PORT-AU-PRINCE, Haiti — The imposing concrete facade of St. Gérard Catholic Church sits on top of a steep hill in the historic Carrefour-Feuilles neighborhood overlooking the Haitian capital, its unfinished bell tower rising toward the heavens, its uncovered dome roof partially obscured from view by royal poincianas not yet in bloom.

Construction came to a grinding halt three months ago. Containers carrying the metal roof, light fixtures and floor tiles, all shipped in from Spain, have been stuck at Haiti’s main seaport, with government workers nowhere to be found to sign off on their release.

Meanwhile, more than two dozen equipment operators, painters and skilled laborers have been unable to work at the church. A protracted political stalemate between Haitian President Jovenel Moïse and large swaths of Haitian society has brought everything to a standstill.

“Every morning we look at the situation in the streets and we have to decide: ‘Can we work or can we not work?’” said Patrice Weil, whose Gateway Office Park construction firm is rebuilding St. Gérard and the destroyed cathedral in the southeastern port city of Jacmel from the ground up.

One of Haiti’s largest and hardest hit institutions in the Jan. 12, 2010, earthquake, the Catholic Church was brought to its knees 10 years ago this month when the massive quake caused an estimated $200 million worth of damage to church buildings in this predominantly Catholic nation.

About 250 structures spread across 70 sites in three of the country’s 10 dioceses were damaged or destroyed, while clergy, lay and religious leaders, including the archbishop of Port-au-Prince, Joseph Serge Miot, were among the dead.

But where foreign and Haitian governments have struggled to make progress after the quake, the Catholic Church has been largely successful, even if its reconstruction efforts did get off to a slow start and its problems are emblematic of all that has ailed Haiti’s decade of aftershocks: paralysis of redevelopment, inefficacy of government and waning interest from foreign donors who once rushed to donate financial and humanitarian aid.

“Few organizations in Haiti today can claim to have reconstructed over 30 significant buildings to international seismic construction norms with all the funds accounted for, and externally audited with no significant findings,” said Jacques Liautaud, an engineer who represents the United States Conference of Catholic Bishops’ Latin American program, the largest single donor to Haiti’s Catholic Church reconstruction efforts.

“Few have also taken the time and effort to work collaboratively within local institutions as we have,” he added.

Like most international organizations after the earthquake, Catholic groups found themselves trying to do the same things: provide humanitarian relief, assess damage to structures and plan reconstruction. But the initiatives lacked coordination, and Catholic leaders quickly realized that many of the structures fell in the quake because they had been poorly constructed, Liautaud said.

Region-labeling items
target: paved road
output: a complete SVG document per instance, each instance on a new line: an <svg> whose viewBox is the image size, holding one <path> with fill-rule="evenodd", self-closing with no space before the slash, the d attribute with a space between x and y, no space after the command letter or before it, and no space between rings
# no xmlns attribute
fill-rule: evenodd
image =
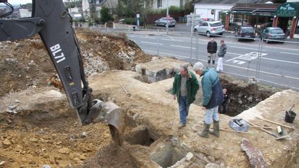
<svg viewBox="0 0 299 168"><path fill-rule="evenodd" d="M139 33L127 35L147 53L158 55L158 53L159 55L174 57L191 63L199 60L206 64L208 38L205 36L199 36L197 39L192 37L191 48L191 38L187 35L173 33L157 36L152 33ZM260 62L260 81L272 86L299 91L299 44L268 44L264 42L262 57L260 59L258 40L237 42L235 39L229 37L215 38L218 44L220 39L224 39L226 41L228 53L224 61L226 73L248 80L248 77L257 76L257 64Z"/></svg>

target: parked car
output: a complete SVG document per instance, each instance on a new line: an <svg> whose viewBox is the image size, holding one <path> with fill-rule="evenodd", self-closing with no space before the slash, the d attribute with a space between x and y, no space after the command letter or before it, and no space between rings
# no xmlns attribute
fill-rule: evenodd
<svg viewBox="0 0 299 168"><path fill-rule="evenodd" d="M222 35L224 32L224 26L219 21L203 21L194 27L194 31L199 34L205 34L208 37L211 35Z"/></svg>
<svg viewBox="0 0 299 168"><path fill-rule="evenodd" d="M168 27L174 27L176 24L176 20L172 17L170 17L170 19L168 21ZM167 18L161 17L158 20L155 21L155 26L167 26Z"/></svg>
<svg viewBox="0 0 299 168"><path fill-rule="evenodd" d="M260 37L266 40L266 43L269 43L271 39L284 41L286 39L286 35L280 28L269 27L261 32Z"/></svg>
<svg viewBox="0 0 299 168"><path fill-rule="evenodd" d="M255 38L255 29L251 26L241 26L236 28L235 36L239 38L238 41L241 40L254 40Z"/></svg>
<svg viewBox="0 0 299 168"><path fill-rule="evenodd" d="M124 23L124 21L125 21L125 19L120 19L120 20L119 20L119 23L120 24L123 24Z"/></svg>
<svg viewBox="0 0 299 168"><path fill-rule="evenodd" d="M214 19L212 18L199 18L199 23L201 23L203 21L214 21Z"/></svg>

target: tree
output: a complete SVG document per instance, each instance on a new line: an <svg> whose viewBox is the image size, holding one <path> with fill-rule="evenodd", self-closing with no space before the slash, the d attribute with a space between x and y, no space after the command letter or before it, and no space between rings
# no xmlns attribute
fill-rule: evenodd
<svg viewBox="0 0 299 168"><path fill-rule="evenodd" d="M116 14L119 17L135 17L137 13L147 12L153 0L118 0Z"/></svg>
<svg viewBox="0 0 299 168"><path fill-rule="evenodd" d="M110 12L110 10L107 7L102 7L102 9L100 11L100 21L102 23L106 23L109 21L114 21L114 18Z"/></svg>

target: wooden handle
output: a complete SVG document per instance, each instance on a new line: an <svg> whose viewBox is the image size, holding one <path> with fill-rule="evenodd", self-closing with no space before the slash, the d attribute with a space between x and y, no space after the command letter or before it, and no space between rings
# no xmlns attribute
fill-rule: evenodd
<svg viewBox="0 0 299 168"><path fill-rule="evenodd" d="M251 126L251 127L254 127L254 128L263 128L263 129L277 129L275 127L262 127L262 126L254 126L252 125Z"/></svg>
<svg viewBox="0 0 299 168"><path fill-rule="evenodd" d="M280 125L282 127L286 127L286 128L288 128L288 129L294 129L293 127L289 127L289 126L287 126L287 125L284 125L282 124L280 124L280 123L278 123L278 122L273 122L273 121L271 121L271 120L269 120L263 119L263 118L258 118L258 117L256 117L256 118L260 119L260 120L263 120L263 121L266 121L266 122L271 122L271 123L273 123L273 124Z"/></svg>
<svg viewBox="0 0 299 168"><path fill-rule="evenodd" d="M225 129L219 129L219 130L220 131L225 131L235 132L235 133L242 133L253 134L253 133L250 133L250 132L242 132L242 131L235 131L235 130Z"/></svg>
<svg viewBox="0 0 299 168"><path fill-rule="evenodd" d="M249 124L251 124L251 125L253 125L253 126L255 126L255 127L258 126L258 125L255 124L253 124L253 123L251 123L251 122L248 122L248 121L246 121L246 122L248 122ZM258 126L258 127L260 127L260 126ZM273 133L270 132L269 131L268 131L268 130L266 130L266 129L263 129L263 128L261 128L261 127L260 127L260 129L262 129L262 131L264 131L270 134L270 135L272 135L272 136L274 136L274 135L275 135L275 134L273 134Z"/></svg>

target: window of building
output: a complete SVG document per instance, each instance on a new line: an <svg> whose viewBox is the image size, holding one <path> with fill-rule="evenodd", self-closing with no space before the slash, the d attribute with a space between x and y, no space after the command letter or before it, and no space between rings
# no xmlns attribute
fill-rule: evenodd
<svg viewBox="0 0 299 168"><path fill-rule="evenodd" d="M162 8L162 0L157 0L157 7L158 8Z"/></svg>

**Exercise task**
Please rewrite the passage of the article on rebuilding St. Gérard Catholic Church that begins with the words "PORT-AU-PRINCE, Haiti —" and ends after "to a standstill.", changing "Spain" to "Italy".

**Correct answer**
PORT-AU-PRINCE, Haiti — The imposing concrete facade of St. Gérard Catholic Church sits on top of a steep hill in the historic Carrefour-Feuilles neighborhood overlooking the Haitian capital, its unfinished bell tower rising toward the heavens, its uncovered dome roof partially obscured from view by royal poincianas not yet in bloom.

Construction came to a grinding halt three months ago. Containers carrying the metal roof, light fixtures and floor tiles, all shipped in from Italy, have been stuck at Haiti’s main seaport, with government workers nowhere to be found to sign off on their release.

Meanwhile, more than two dozen equipment operators, painters and skilled laborers have been unable to work at the church. A protracted political stalemate between Haitian President Jovenel Moïse and large swaths of Haitian society has brought everything to a standstill.